SOURCE PASSAGE:
########

Red light 852 having the second polarization direction exits first PBS 820 through fourth prism face 424, and changes to red circularly polarized light 899R as it passes through quarter-wave retarder 425. Red circularly polarized light 899R reflects from mirror 430, changes direction of circular polarization, and changes to red light 854 having the first polarization direction as it passes through quarter-wave retarder 425. Red light 854 having the first polarization direction enters first PBS 820 through fourth prism face 424, passes through reflective polarizer 190, exits first PBS 820 through second prism face 422, and changes polarization direction as it passes through first CSSRP filter 831, to become red light 855 having the second polarization direction. Red light 855 having the second polarization direction enters second PBS 840 through third prism face 443, reflects from reflective polarizer 190, exits second PBS 840 through fourth prism face 444, changes to red circularly polarized light 899R as it passes through quarter-wave retarder 425, changes direction of circular polarization as it reflects from mirror 430, and becomes red light 856 having the first polarization direction as it again passes through quarter-wave retarder 425. Red light 856 having the first polarization direction enters second PBS 840 through fourth prism face 444, passes through reflective polarizer 190, exits second PBS 840 through second prism face 442, changes to red light 857 having the second polarization direction as it passes through third CSSRP filter 433. Red light 857 having the second polarization direction enters third PBS 860 through third prism face 463, reflects from reflective polarizer 190, exits third PBS 860 through second prism face 462, and changes to red light 858 having the first polarization direction as it passes through fourth CSSRP filter 434. Red light 858 having the first polarization direction enters fourth PBS 880 through third prism face 483, passes through reflective polarizer 190, and exits fourth PBS 880 through first prism face 481 as red light 858 having the first polarization direction.

FIG. 8C shows the optical path of unpolarized green light 870 through light combiner 800. In this embodiment, unpolarized green light 870 enters second PBS 840 through first prism face 441 and exits fourth PBS 880 through first prism face 481 as unpolarized green light comprising green light 874 having the first polarization direction, and green light 873 having the second polarization direction.

Green light 870 enters second PBS 840 through first prism face 441, intercepts reflective polarizer 190, and is split into green light 871 having the first polarization direction and green light 872 having the second polarization direction.

Green light 871 having the first polarization direction exits second PBS 840 through third prism face 443, and changes to green light 873 as it passes through second CSSRP filter 832. Green light 873 having the second polarization direction enters first PBS 820 through second prism face 422, reflects from reflective polarizer 190, exits first PBS 820 through third prism face 423, passes unchanged through first CSSRP filter 831, enters fourth PBS 880 through second prism face 482, reflects from reflective polarizer 190 and exits fourth PBS 880 through first prism face 481 as green light 873 having the second polarization direction.

########

DATASET EXTRACT:
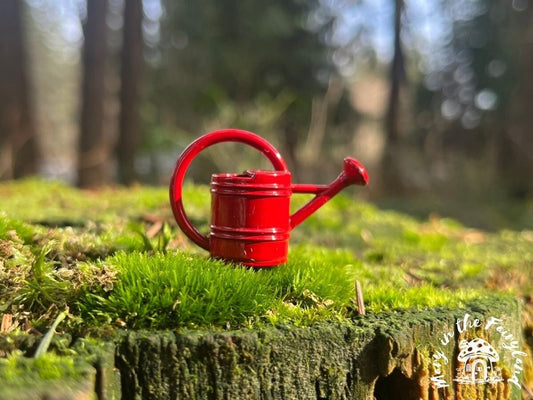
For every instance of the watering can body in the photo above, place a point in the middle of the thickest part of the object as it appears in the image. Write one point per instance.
(250, 212)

########

EXERCISE TASKS:
1: Decide whether each statement below agrees with the light combiner passage. For each one, answer yes or no and quote the words of the passage that settle it.
(a) Red circularly polarized light 899R reflects from mirror 430.
(b) Unpolarized green light 870 enters first PBS 820 through first prism face 441.
(c) Green light 873 changes its polarization as it passes through first CSSRP filter 831.
2: Answer these questions using the light combiner passage:
(a) Which filter does red light 857 pass through when it changes to red light 858?
(b) Which figure shows the optical path of unpolarized green light 870 through light combiner 800?
(c) Into what two kinds of light is green light 870 split when it intercepts reflective polarizer 190?
3: Return the part of the light combiner passage that starts at "FIG. 8C shows" and ends at "872 having the second polarization direction.".

RESPONSES IN ORDER:
1:
(a) Yes: "Red circularly polarized light 899R reflects from mirror 430, changes direction of circular polarization"
(b) No: "unpolarized green light 870 enters second PBS 840 through first prism face 441"
(c) No: "passes unchanged through first CSSRP filter 831"

2:
(a) Fourth CSSRP filter 434.
(b) FIG. 8C.
(c) Green light 871 having the first polarization direction and green light 872 having the second polarization direction.

3:
FIG. 8C shows the optical path of unpolarized green light 870 through light combiner 800. In this embodiment, unpolarized green light 870 enters second PBS 840 through first prism face 441 and exits fourth PBS 880 through first prism face 481 as unpolarized green light comprising green light 874 having the first polarization direction, and green light 873 having the second polarization direction.

Green light 870 enters second PBS 840 through first prism face 441, intercepts reflective polarizer 190, and is split into green light 871 having the first polarization direction and green light 872 having the second polarization direction.